EXERCISE → Rewrite the rows below with "laid out like" swapped for "formatted like" everywhere it appears and nothing else changed. Leave the pictures out.

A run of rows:
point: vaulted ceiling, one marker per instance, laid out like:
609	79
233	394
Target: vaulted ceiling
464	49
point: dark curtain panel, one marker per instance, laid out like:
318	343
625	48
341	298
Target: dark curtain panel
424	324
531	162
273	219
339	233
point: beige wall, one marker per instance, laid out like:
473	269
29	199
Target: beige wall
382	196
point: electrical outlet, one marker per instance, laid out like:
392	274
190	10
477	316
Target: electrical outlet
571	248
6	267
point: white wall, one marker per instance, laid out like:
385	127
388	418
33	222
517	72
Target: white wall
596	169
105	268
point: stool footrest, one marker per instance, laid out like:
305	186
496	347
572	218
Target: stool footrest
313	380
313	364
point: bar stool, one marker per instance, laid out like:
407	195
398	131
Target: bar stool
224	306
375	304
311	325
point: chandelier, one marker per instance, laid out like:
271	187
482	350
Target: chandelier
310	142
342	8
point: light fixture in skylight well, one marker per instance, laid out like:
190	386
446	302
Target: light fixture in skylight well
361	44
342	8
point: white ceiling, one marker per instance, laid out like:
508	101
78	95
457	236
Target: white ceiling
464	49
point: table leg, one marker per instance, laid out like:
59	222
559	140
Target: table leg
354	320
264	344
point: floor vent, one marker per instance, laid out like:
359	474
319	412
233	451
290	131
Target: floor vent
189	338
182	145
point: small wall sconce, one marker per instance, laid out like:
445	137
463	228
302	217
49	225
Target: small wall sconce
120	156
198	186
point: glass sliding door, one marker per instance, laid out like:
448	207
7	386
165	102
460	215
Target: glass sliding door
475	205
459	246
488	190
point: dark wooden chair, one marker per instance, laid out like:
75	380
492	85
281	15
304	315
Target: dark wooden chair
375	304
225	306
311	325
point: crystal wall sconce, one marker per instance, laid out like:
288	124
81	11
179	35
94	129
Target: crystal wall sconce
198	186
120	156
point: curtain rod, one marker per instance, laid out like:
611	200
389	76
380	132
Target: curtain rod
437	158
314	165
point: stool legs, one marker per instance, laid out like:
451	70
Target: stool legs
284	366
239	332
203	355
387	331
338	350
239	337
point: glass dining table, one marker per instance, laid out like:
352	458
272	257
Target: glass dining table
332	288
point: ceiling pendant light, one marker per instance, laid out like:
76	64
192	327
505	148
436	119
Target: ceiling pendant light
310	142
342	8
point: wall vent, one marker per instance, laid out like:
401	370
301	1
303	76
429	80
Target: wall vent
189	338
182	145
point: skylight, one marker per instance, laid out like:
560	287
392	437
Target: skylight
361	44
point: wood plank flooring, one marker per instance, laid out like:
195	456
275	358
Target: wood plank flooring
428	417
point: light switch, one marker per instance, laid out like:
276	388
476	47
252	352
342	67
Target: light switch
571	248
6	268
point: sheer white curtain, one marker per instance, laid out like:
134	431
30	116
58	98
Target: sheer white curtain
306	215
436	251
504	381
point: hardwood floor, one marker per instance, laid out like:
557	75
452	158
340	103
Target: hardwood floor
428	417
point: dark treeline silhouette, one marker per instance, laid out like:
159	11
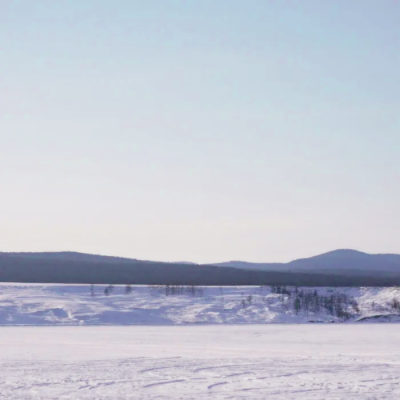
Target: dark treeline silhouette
35	270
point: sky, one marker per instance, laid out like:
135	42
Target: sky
199	130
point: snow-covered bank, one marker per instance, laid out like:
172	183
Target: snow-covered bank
22	304
330	361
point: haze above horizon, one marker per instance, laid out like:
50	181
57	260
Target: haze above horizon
202	130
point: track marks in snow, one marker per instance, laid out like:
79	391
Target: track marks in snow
163	383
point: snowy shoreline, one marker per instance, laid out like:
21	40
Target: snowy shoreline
100	305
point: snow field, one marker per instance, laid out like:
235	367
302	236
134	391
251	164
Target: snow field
331	361
77	305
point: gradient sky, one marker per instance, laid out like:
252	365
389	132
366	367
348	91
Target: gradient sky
258	130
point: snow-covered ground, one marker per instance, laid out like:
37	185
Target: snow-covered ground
22	304
330	361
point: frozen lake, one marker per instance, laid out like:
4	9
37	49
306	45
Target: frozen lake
313	361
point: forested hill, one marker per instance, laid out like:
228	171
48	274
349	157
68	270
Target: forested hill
70	268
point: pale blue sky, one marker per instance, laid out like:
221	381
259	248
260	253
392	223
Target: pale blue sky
200	130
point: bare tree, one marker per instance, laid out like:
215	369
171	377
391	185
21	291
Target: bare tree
128	289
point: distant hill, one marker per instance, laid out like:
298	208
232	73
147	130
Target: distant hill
338	261
336	268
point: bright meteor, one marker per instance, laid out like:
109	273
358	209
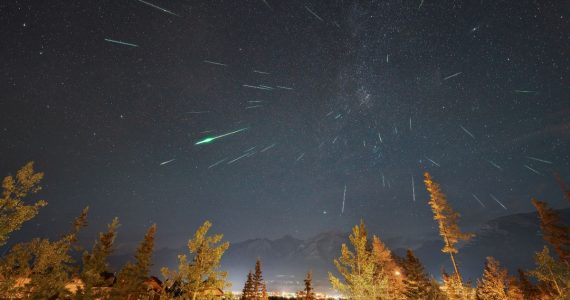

CORRECT RESULT →
point: vaulted ceiling, one marker per instance, formatted like:
609	79
233	394
Target: vaulted ceiling
464	49
point: dark curtain panel, one marker per instance, formatted like:
318	343
625	48
341	298
Target: dark curtain panel
424	324
531	162
273	219
339	233
point: beige wall, one marker per instance, formatted like:
473	269
29	199
Target: beige wall
382	196
point: electrical outlet, one marker per instance, formatted like:
392	274
190	10
477	316
Target: electrical outlet
571	248
6	267
point: white wall, one marker per instance, formatted like:
385	127
388	418
33	222
517	72
Target: white wall
596	169
105	268
point: stool footrest, one marker per instance, formatted like:
305	186
496	347
572	218
Target: stool footrest
313	380
313	364
point: bar stool, one marker per instance, formatted like:
407	195
398	131
Target: bar stool
224	306
375	304
311	325
point: chandelier, one marker per instance, formatted like:
271	187
482	350
Target: chandelier
310	142
342	8
point: light fixture in skylight well, one marker per instance, formatted like:
190	386
446	302
Target: light fixture in skylight well
361	44
342	8
point: white ceiling, one marker per instance, formatted like:
508	101
78	95
457	236
Target: white ceiling
464	49
point: table leg, one marker per instance, formatted like:
59	222
559	140
Target: table leg
354	320
264	344
point: floor vent, one marker per instance, formatted like:
359	474
319	412
233	451
290	131
Target: floor vent
189	338
182	145
point: small wall sconce, one marker per instance, formatted like:
445	137
463	228
302	217
49	225
Target: small wall sconce
120	156
198	186
point: glass sliding door, one marker per instance, formatted like:
448	207
7	386
165	102
460	215
Target: glass sliding door
475	205
459	246
488	190
point: dark wooden chair, one marker per instance, formatted like:
75	380
492	85
281	15
304	315
Target: dark wooden chair
375	304
225	306
311	325
point: crystal wall sconce, one marker per instance, formatted like:
288	124
81	11
179	35
94	129
Target: crystal wall sconce
198	186
120	156
point: curtain rod, one marker per instance, formatted like:
611	200
389	76
380	132
Target: curtain rod
437	158
314	165
point: stool legs, one marker per instance, formatted like:
451	70
Target: stool legs
284	366
239	332
203	355
387	331
338	350
239	337
point: glass dining table, one marker per instance, formatted like:
352	458
272	257
Target: glass dining table
332	288
point: ceiling pendant light, one marker per instance, formatted like:
76	64
192	327
505	148
436	119
Target: ceiling pendant light
310	142
342	8
point: wall vent, one marker per instance, formatted like:
401	370
301	1
303	76
429	80
Target: wall vent
189	338
182	145
point: skylight, one marker per instance, formatted like:
560	287
392	437
Target: skylight
361	44
point: wood plank flooring, one marker per instance, formatted like:
195	456
275	358
Target: wood plank flooring
428	417
point: light switch, one marker per instance, formatted like:
276	388
476	47
252	352
342	67
Target: light switch
571	248
6	268
point: sheer white curtain, one marker per instance, formatted like:
134	431
30	116
58	98
Target: sheer white curtain
306	215
436	251
504	381
point: hardwood floor, one marker per instance, formatted like:
557	75
452	158
340	103
Target: hardwood floor
428	417
point: dark treeline silhouette, one marker per instance, formatted like:
159	11
Target: dark treeline silhouette
35	270
point: sky, one marker per instance, formatted like:
135	42
Target: sky
199	130
point: snow-covered bank, one marker per instance, formatted like:
172	183
Target: snow-covered bank
22	304
330	361
point: haze above horizon, one marker per instance, formatted like:
50	181
57	260
Target: haze above horizon
202	130
point: track marks in snow, one marker per instance, formatted like:
79	391
Target: track marks in snow
163	383
point: snowy shoreline, one marker per instance, formatted like:
21	40
Target: snowy shoreline
100	305
point: snow field, one marker per instance, formatted like:
235	367
302	236
134	391
251	164
Target: snow field
331	361
77	305
point: gradient sky, one marker per instance, formatted like:
252	365
389	132
366	367
348	91
Target: gradient sky
258	130
point: snow-covered ground, one marker per instance, formatted like:
37	185
Target: snow-covered ground
22	304
330	361
point: frozen lake, one marker per instance, formatted like:
4	9
37	49
306	45
Target: frozen lake
313	361
point: forested hill, one marker per instance, formatted like:
228	171
48	274
349	157
68	270
Target: forested hill
70	268
point: pale blue sky, one marker per instance, formatted like:
221	381
259	248
260	253
392	223
Target: pale blue sky
200	130
point: bare tree, one marker per instance, formatted like:
215	369
171	377
391	185
21	291
Target: bare tree
128	289
point: distant hill, one marker per instance, formatted like:
298	208
232	73
147	130
Target: distant hill
338	261
336	268
point: bright meteor, one marker per instance, formatted like:
109	273
358	209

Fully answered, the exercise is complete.